### [Required work]
#1 Summarize the text on Vineta in two sentences.
#2 Please extract the passage from the text on Vineta starting at "The myth of" and ending at "northwest of Usedom.".
#3 Translate this sentence from the text on Vineta into Spanish: "Hofmeister's thesis is the only mainstream thesis regarding the location of Vineta in today's historiography."

In 1991, Doris Manner contended that the mythical city of Vineta (sometimes Wineta) in the Baltic Sea was linked to Atlantis.
The myth of Vineta evolved around the tradition about the medieval emporium called Jumne, Jomsborg (with which Vineta is sometimes identified), Julin or similar names by the chronicles. There are several Vineta myths, all of them having in common an excessive, voluptuous or blasphemous way of life of the Vinetans who were then punished by a flood which took the city to the bottom of the Baltic. In some variants of the myth, the city or parts thereof reappear on certain days or can be seen from a boat, making the warning transported by the myth more tangible for the audience. Some variants of the myth have Vineta sunken off Koserow (on the isle of Usedom). Several maps published between 1633 and 1700 have the sunken "Wineta" east of the island of Ruden northwest of Usedom.
Rudolf Virchow said: "Vineta is Wollin!" Based on the primary sources outlined above, Adolf Hofmeister (de) in 1931/32 formulated the thesis that Vineta, Jumne, Julin, Jomsborg etc. are all different spellings used for the same place on the site of today's town of Wolin. Beginning in the 1930s, and continued after the annexation of Wolin to Poland after World War II, archaeologists unearthed the remains of a large settlement there. Hofmeister's thesis is the only mainstream thesis regarding the location of Vineta in today's historiography.

### [Given entries]
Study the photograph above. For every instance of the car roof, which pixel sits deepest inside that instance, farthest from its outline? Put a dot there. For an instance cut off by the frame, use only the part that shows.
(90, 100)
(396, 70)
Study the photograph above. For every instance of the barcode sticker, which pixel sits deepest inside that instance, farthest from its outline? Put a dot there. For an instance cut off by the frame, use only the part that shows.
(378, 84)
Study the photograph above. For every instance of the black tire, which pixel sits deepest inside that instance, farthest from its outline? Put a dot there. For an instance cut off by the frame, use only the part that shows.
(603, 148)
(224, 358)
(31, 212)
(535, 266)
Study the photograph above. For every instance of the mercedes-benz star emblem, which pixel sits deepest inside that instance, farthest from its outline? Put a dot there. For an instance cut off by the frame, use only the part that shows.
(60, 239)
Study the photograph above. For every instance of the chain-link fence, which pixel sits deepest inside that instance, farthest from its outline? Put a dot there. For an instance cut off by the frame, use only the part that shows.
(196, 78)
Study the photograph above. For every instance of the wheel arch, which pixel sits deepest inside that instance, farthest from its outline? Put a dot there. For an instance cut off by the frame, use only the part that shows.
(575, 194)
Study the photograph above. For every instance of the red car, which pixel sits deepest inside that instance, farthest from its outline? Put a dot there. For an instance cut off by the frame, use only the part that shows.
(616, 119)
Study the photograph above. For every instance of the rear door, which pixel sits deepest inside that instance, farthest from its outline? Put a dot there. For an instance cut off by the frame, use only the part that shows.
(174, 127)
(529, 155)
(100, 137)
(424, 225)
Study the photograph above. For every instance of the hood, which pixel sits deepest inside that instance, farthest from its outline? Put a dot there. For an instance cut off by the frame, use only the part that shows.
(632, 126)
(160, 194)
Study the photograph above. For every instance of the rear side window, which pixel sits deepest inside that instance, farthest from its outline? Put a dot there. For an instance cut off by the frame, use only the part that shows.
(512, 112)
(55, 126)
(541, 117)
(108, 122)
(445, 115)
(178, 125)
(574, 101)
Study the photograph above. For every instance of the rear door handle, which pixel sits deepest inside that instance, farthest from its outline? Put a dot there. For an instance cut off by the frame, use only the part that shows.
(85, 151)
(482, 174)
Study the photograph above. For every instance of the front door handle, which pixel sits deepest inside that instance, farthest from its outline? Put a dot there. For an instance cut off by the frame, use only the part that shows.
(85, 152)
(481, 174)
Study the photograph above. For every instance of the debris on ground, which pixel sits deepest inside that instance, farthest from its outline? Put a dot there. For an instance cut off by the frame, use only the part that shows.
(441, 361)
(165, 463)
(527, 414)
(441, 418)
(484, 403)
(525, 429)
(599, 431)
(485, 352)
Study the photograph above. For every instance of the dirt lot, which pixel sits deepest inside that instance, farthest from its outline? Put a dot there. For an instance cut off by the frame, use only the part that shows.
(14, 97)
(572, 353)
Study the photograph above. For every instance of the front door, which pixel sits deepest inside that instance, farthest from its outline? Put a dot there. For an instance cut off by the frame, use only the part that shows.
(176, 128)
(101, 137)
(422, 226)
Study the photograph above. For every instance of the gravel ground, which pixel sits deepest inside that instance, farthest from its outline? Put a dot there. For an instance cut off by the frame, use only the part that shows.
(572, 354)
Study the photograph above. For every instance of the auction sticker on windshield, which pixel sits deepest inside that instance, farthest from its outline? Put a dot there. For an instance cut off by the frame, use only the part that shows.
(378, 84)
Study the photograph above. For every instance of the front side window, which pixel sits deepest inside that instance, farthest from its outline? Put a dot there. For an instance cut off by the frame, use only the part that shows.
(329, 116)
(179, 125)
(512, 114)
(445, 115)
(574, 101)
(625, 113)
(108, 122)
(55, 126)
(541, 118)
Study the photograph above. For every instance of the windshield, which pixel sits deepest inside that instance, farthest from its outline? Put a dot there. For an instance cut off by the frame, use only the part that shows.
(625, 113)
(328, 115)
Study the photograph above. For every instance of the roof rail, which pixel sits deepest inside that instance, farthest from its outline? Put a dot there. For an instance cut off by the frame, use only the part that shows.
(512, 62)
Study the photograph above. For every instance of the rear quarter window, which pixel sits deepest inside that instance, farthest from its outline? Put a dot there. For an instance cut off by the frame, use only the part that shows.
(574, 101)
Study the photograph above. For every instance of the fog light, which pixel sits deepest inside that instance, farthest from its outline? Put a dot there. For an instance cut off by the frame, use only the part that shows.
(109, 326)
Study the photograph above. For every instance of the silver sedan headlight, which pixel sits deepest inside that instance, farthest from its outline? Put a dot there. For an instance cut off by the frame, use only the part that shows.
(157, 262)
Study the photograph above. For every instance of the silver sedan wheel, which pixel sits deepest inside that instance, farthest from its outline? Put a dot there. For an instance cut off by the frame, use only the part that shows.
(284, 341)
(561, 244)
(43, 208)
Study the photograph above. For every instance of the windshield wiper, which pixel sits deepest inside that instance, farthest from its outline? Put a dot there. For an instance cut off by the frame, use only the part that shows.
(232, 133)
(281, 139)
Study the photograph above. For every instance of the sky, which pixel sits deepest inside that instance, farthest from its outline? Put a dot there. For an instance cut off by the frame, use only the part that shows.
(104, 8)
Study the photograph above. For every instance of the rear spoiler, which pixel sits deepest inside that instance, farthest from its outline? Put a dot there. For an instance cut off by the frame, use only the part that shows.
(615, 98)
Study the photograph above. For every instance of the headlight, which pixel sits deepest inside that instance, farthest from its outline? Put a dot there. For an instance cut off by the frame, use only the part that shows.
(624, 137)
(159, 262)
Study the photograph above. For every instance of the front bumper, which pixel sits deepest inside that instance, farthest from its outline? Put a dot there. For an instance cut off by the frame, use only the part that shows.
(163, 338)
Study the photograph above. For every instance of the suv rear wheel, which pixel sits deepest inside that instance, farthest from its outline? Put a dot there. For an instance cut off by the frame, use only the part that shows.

### [Answers provided]
#1 Vineta is a mythical city in the Baltic Sea, and its several myths share the idea that the Vinetans' excessive, voluptuous or blasphemous way of life was punished by a flood that took the city to the bottom of the sea. In 1931/32 Adolf Hofmeister argued that Vineta, Jumne, Julin, Jomsborg and similar names all refer to one place on the site of today's Wolin, where archaeologists have unearthed the remains of a large settlement, and his thesis is the only mainstream view of Vineta's location in today's historiography.

#2
The myth of Vineta evolved around the tradition about the medieval emporium called Jumne, Jomsborg (with which Vineta is sometimes identified), Julin or similar names by the chronicles. There are several Vineta myths, all of them having in common an excessive, voluptuous or blasphemous way of life of the Vinetans who were then punished by a flood which took the city to the bottom of the Baltic. In some variants of the myth, the city or parts thereof reappear on certain days or can be seen from a boat, making the warning transported by the myth more tangible for the audience. Some variants of the myth have Vineta sunken off Koserow (on the isle of Usedom). Several maps published between 1633 and 1700 have the sunken "Wineta" east of the island of Ruden northwest of Usedom.

#3 La tesis de Hofmeister es la única tesis predominante sobre la ubicación de Vineta en la historiografía actual.